## Page:
..............................
[Users] Re: Request for discussion: t_relay() internal error processing

Tue Sep 5 18:05:04 CEST 2006

>>    2) t_relay will return several error codes:
>>          -1 = no transaction created -> need to use sl_* functions
>>          -2 = transaction created, relay failed -> may destroy 

If I understand this correctly, the difference between these two
return codes really has to do with who it is that cares about it...

-2 relates to this exact call, at this exact moment,
chances are the very next call the openser box handles will be OK.

It looks to me like -1 means serious trouble, for the entire call
switching platform.  It sounds like it could happen because of a
resource shortage (memory), possibly because of a bug in openser, 
or a bug in the openser.cfg.  If you get -1 once, then the chances that
you'll get the same code on the next call are very high.

Let's say we've run out of memory.  Then, what tools are available at
the openser.cfg script level that can handle this?  Is there a way to
force some internal garbage collection?  Or to do a warm-restart
(e.g., trash all transactions, but not registrations)?
..............................
Object pointing dataset rows:
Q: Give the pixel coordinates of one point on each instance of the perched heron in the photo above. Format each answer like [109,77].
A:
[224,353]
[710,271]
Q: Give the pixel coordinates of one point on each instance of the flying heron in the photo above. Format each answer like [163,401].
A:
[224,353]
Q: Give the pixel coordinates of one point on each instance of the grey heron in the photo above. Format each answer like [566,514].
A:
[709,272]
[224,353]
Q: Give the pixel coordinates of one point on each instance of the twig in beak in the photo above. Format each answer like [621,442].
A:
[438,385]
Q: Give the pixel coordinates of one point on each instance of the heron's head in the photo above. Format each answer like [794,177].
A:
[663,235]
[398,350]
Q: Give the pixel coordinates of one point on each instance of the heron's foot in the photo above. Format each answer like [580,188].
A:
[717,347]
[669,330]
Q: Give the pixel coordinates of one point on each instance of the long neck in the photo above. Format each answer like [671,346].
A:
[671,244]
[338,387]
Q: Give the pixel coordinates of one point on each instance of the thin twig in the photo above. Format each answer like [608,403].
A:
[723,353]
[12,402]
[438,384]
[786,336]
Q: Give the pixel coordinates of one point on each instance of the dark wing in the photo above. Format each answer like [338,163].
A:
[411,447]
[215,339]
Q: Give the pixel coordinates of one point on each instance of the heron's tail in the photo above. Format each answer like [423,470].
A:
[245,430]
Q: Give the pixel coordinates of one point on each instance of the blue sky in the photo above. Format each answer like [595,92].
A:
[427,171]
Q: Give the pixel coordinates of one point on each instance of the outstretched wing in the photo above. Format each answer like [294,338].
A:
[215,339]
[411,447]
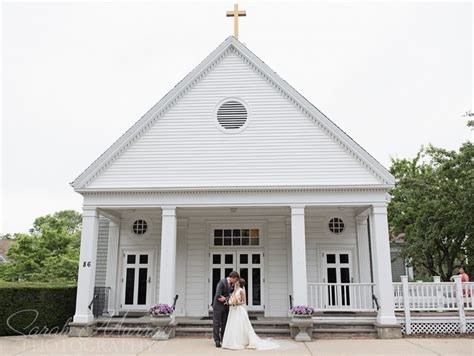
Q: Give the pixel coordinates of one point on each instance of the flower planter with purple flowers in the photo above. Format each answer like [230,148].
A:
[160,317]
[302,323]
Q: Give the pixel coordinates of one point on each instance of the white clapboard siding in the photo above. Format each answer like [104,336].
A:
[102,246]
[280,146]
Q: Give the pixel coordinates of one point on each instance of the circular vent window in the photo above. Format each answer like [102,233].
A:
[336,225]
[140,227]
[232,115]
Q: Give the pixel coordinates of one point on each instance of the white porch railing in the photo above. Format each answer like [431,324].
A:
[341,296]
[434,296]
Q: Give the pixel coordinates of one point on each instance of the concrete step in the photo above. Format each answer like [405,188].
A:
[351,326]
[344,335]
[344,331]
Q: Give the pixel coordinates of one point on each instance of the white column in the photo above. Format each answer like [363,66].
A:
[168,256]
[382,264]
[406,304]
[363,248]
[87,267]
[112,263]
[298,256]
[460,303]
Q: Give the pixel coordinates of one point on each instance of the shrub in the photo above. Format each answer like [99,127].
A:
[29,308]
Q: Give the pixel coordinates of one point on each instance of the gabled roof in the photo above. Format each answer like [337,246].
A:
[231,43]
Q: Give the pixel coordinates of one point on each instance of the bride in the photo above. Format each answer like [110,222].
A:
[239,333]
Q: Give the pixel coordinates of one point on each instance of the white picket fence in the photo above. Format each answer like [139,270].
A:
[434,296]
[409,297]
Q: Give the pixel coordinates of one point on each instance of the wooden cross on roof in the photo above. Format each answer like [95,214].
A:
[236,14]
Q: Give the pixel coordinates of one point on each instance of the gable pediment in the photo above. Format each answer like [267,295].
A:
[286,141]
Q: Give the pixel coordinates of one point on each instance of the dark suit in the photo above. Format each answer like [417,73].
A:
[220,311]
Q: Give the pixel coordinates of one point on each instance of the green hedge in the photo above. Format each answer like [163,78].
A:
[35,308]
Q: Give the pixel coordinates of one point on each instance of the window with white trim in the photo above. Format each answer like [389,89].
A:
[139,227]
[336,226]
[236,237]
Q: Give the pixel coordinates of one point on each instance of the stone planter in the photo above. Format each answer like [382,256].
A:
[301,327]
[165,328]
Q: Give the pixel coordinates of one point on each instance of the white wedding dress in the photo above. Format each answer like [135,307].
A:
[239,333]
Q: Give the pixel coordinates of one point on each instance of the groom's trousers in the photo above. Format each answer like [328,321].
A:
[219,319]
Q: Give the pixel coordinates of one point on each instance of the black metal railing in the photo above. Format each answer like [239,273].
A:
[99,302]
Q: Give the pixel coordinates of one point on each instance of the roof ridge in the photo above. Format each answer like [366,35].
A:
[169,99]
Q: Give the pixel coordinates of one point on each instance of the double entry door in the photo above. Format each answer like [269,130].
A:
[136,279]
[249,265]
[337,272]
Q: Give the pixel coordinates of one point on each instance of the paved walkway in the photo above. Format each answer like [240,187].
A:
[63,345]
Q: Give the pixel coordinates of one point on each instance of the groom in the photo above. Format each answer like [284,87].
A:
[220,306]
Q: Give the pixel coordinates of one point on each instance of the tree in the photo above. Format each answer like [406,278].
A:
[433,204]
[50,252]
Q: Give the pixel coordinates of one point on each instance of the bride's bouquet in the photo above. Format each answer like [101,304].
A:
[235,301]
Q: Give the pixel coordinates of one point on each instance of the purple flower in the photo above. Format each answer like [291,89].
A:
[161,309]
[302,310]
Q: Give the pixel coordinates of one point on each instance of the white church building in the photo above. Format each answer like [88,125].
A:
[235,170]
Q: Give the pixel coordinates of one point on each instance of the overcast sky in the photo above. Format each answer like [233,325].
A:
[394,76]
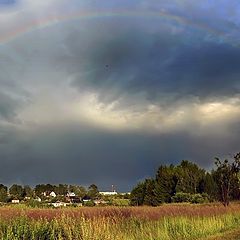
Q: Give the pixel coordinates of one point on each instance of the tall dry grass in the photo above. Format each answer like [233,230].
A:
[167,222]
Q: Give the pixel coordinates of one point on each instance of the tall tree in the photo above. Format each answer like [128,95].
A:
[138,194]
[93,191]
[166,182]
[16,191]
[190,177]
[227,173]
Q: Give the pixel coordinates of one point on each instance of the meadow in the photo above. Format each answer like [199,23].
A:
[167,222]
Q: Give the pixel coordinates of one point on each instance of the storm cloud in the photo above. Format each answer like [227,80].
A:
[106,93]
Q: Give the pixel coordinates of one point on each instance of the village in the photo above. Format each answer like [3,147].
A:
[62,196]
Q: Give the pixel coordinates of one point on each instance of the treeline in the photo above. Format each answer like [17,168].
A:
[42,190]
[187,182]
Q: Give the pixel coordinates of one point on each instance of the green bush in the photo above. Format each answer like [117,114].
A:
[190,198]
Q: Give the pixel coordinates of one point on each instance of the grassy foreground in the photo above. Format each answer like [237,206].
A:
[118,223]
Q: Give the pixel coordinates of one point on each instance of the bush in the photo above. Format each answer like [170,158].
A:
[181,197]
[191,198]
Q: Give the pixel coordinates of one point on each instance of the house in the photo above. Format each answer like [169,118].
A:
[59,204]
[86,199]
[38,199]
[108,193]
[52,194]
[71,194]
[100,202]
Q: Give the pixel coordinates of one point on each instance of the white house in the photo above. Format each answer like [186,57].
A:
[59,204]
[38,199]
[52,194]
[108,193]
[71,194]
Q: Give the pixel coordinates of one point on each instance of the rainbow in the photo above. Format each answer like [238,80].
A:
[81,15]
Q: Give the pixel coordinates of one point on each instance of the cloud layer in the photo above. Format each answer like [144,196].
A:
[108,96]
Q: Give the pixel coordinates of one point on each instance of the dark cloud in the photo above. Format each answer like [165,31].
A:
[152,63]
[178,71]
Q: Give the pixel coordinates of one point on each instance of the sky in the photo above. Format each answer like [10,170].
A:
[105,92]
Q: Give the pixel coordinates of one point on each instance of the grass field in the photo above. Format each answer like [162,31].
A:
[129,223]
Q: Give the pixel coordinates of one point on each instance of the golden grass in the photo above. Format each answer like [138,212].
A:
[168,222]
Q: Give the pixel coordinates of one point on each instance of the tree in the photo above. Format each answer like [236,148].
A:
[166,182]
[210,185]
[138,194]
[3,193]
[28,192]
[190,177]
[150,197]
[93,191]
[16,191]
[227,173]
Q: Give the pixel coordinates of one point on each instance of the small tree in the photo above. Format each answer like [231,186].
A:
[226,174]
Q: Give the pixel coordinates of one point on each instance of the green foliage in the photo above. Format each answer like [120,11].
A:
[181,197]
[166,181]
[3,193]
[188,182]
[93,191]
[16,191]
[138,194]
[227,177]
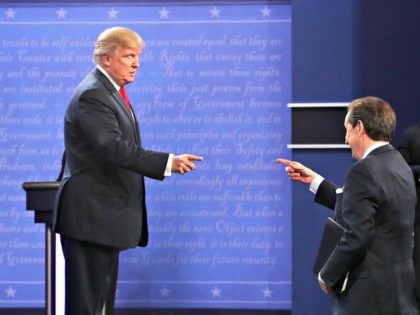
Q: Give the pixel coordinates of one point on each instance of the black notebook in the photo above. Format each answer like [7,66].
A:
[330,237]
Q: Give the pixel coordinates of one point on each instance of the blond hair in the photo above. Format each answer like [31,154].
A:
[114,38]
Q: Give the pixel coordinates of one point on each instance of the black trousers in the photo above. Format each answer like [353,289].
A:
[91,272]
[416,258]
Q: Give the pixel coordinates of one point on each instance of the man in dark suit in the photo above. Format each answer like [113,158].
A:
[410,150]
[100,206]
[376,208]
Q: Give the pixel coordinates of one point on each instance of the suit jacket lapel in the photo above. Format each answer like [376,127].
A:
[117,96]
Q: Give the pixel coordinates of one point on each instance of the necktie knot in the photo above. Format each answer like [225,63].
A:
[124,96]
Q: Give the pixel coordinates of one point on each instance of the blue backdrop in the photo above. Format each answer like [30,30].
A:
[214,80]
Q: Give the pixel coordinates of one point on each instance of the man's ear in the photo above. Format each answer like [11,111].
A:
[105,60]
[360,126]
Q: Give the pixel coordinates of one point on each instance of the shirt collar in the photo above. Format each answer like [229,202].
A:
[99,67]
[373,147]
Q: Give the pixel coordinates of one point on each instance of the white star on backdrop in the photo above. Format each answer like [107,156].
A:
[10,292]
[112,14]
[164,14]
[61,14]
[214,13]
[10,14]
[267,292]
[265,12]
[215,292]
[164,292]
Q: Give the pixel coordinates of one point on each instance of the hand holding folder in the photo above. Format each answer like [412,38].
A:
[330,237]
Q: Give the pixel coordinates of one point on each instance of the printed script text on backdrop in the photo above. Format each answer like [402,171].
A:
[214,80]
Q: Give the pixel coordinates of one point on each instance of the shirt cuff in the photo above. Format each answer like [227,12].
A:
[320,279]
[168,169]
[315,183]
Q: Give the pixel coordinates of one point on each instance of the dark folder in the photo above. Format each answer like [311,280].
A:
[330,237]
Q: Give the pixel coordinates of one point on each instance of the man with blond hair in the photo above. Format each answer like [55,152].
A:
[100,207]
..............................
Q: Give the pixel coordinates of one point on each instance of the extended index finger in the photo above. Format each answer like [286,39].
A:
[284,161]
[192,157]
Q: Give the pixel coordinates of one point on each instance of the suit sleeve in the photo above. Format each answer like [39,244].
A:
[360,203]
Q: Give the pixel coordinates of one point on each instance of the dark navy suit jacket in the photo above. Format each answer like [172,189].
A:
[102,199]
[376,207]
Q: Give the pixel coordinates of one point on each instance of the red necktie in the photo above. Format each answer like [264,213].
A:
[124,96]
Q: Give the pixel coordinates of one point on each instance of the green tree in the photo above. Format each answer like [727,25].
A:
..............................
## Exercise directions:
List every possible cause the forum post gives for getting the -1 return code. Use only the forum post to answer, not the rows.

## Problem solution:
- A resource shortage (memory)
- A bug in openser
- A bug in the openser.cfg